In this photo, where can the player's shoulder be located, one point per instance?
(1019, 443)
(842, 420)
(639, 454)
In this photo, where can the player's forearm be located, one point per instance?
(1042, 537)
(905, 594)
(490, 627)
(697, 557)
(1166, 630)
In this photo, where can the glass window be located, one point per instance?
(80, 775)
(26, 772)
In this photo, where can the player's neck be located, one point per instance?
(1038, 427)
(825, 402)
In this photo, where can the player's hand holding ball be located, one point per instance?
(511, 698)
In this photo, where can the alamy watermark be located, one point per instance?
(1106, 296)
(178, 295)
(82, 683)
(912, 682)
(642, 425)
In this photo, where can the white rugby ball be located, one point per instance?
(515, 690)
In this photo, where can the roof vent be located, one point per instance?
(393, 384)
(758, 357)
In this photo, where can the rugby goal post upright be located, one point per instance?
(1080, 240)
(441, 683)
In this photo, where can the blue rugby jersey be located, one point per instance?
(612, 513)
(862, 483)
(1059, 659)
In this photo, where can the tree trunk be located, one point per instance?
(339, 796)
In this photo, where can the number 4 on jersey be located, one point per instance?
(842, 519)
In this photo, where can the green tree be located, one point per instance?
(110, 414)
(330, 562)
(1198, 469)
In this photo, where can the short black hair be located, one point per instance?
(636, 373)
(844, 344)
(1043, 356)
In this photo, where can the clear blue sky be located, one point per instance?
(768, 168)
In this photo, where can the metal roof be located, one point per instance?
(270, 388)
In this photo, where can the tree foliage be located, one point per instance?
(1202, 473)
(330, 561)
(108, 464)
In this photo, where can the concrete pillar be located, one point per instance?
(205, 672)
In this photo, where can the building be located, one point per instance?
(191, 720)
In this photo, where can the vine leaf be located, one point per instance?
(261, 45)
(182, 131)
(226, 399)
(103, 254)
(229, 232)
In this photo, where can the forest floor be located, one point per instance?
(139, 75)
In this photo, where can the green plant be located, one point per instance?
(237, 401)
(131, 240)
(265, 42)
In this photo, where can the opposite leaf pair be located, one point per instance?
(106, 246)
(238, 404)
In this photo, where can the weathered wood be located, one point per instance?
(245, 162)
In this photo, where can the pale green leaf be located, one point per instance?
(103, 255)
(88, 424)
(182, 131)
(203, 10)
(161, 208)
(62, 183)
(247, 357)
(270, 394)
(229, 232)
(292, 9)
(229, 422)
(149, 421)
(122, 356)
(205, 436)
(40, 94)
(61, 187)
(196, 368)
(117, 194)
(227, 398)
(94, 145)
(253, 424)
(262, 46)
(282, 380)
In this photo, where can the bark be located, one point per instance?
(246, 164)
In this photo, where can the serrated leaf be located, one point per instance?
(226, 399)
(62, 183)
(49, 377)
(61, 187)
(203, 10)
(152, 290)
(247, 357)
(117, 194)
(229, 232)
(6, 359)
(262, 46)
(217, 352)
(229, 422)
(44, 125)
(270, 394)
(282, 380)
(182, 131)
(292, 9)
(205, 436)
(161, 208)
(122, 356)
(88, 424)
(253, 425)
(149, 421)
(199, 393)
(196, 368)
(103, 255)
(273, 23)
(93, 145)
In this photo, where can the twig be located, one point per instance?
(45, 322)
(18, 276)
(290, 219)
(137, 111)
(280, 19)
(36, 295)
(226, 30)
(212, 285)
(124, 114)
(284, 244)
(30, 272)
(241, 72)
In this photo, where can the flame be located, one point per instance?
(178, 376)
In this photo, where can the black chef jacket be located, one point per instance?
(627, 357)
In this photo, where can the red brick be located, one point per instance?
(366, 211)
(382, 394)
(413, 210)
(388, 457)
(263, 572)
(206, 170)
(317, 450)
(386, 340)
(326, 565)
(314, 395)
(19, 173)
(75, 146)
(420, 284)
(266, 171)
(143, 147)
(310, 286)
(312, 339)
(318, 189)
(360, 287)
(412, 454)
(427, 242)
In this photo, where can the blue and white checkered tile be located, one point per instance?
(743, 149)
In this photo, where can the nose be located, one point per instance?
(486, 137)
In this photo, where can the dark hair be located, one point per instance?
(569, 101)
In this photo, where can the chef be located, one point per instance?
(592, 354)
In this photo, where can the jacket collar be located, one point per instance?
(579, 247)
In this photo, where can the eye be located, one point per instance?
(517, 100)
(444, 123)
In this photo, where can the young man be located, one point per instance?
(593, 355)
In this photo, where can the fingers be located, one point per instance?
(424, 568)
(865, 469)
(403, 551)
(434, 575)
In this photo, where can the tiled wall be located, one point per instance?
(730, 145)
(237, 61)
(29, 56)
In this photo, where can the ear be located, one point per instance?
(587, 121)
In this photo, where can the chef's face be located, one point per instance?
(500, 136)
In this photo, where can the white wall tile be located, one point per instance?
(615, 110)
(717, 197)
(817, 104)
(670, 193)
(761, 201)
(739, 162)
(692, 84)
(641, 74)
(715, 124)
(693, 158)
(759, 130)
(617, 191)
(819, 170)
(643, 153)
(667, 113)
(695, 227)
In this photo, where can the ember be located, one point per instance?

What to do :: Restate the whole listing exactly.

Correct result ::
In this photo, where can the player's shoulder be located, one point per instance?
(1019, 443)
(842, 420)
(639, 454)
In this photo, where can the player's forearm be located, one point per instance?
(1042, 537)
(905, 594)
(490, 627)
(697, 557)
(1166, 630)
In this photo, where can the glass window be located, one point per instance?
(80, 775)
(26, 772)
In this photo, where can the player's neck be located, one point per instance?
(1038, 427)
(825, 402)
In this photo, where can the player's hand holding ball be located, one point per instance?
(511, 698)
In this photo, where can the alamy watermark be located, one point per instance?
(1106, 296)
(178, 295)
(82, 683)
(912, 682)
(642, 425)
In this photo, where can the white rugby ball be located, one point per instance?
(515, 690)
In this photo, where can the roof vent be located, one point per instance?
(393, 384)
(758, 357)
In this photo, where can the rugby goal post upright be located, one point per instance?
(1080, 240)
(441, 683)
In this photo, where can the blue rugby jersey be located, one point per instance?
(612, 513)
(862, 483)
(1059, 659)
In this photo, where can the tree trunk be located, one point per instance?
(339, 796)
In this photo, where can the number 4 on jersey be located, one point per instance?
(842, 519)
In this photo, where can the green tree be located, one point per instance?
(110, 414)
(330, 562)
(1198, 469)
In this photo, where can the short black hair be located, one point per instance?
(636, 373)
(844, 344)
(1043, 356)
In this photo, where can the clear blue sky be located, one point per instance?
(768, 168)
In this photo, where can the metal roof be located, one point per instance?
(270, 388)
In this photo, where can the tree foliage be located, one point per instance?
(1202, 473)
(330, 561)
(108, 464)
In this photo, where can the concrete pillar be located, one point per instance?
(205, 672)
In this photo, where can the building be located, one point per instance?
(191, 720)
In this photo, where can the vine leaf be located, one point per instance?
(261, 45)
(182, 131)
(226, 399)
(103, 254)
(229, 232)
In this photo, where can the forest floor be located, one point per instance?
(139, 75)
In this photo, where can the green plant be located, one point per instance?
(237, 401)
(131, 240)
(265, 42)
In this photo, where can the opposite leaf pair be located, one point per instance?
(106, 246)
(238, 404)
In this photo, where can the weathered wood be located, one point per instance?
(245, 162)
In this photo, where can the pale green leaf be located, one point per instance?
(103, 255)
(88, 424)
(182, 131)
(203, 10)
(161, 208)
(62, 183)
(247, 357)
(270, 394)
(229, 232)
(292, 9)
(229, 422)
(149, 421)
(122, 356)
(205, 436)
(40, 94)
(61, 187)
(196, 368)
(117, 194)
(227, 398)
(94, 145)
(253, 424)
(262, 46)
(282, 380)
In this photo, where can the bark be located, one point per instance?
(246, 164)
In this photo, where can the serrated leaf be located, one point per instance?
(226, 399)
(62, 183)
(49, 377)
(61, 187)
(203, 10)
(152, 290)
(247, 357)
(117, 194)
(229, 232)
(6, 359)
(262, 46)
(217, 352)
(229, 422)
(44, 125)
(270, 394)
(282, 380)
(182, 131)
(292, 9)
(205, 436)
(161, 208)
(122, 356)
(88, 424)
(253, 425)
(149, 421)
(199, 393)
(196, 368)
(103, 255)
(273, 23)
(93, 145)
In this photo, where can the twig be located, one point per instance?
(45, 322)
(18, 276)
(290, 219)
(137, 111)
(280, 19)
(36, 295)
(226, 30)
(212, 285)
(124, 114)
(284, 244)
(30, 272)
(241, 72)
In this photo, where can the flame be located, one point per instance?
(178, 376)
In this photo, where can the black chef jacket be located, one point per instance?
(627, 357)
In this photo, where can the red brick be located, one point per instance?
(366, 211)
(382, 394)
(413, 210)
(388, 457)
(263, 572)
(206, 170)
(317, 450)
(386, 340)
(326, 565)
(314, 395)
(19, 173)
(75, 146)
(420, 284)
(266, 171)
(143, 147)
(310, 286)
(312, 339)
(318, 189)
(360, 287)
(412, 454)
(427, 242)
In this photo, where can the blue and white checkered tile be located, one point per instance?
(743, 149)
In this photo, where can the nose be located, one point per instance?
(486, 137)
In this photo, where can the dark hair be located, one point per instance?
(569, 101)
In this photo, where can the chef be located, one point per instance?
(592, 354)
In this photo, where can the jacket collar be located, one point per instance?
(579, 247)
In this photo, where can the eye be located, one point per instance?
(517, 100)
(444, 123)
In this photo, where can the young man be located, one point per instance?
(593, 355)
In this photo, where can the fingers be located, one point per instance?
(424, 568)
(865, 469)
(403, 551)
(434, 575)
In this photo, where can the tiled wall be located, one point per instance?
(730, 145)
(237, 61)
(29, 56)
In this photo, where can the ear be located, one point per instance?
(587, 121)
In this photo, where can the chef's face be located, one point per instance?
(500, 136)
In this photo, where can the white wall tile be located, one point per instance?
(615, 110)
(717, 197)
(817, 104)
(670, 193)
(761, 201)
(739, 162)
(692, 84)
(641, 74)
(715, 124)
(693, 158)
(759, 130)
(617, 191)
(819, 170)
(643, 153)
(667, 113)
(695, 227)
In this photo, where can the ember be located, one point per instance?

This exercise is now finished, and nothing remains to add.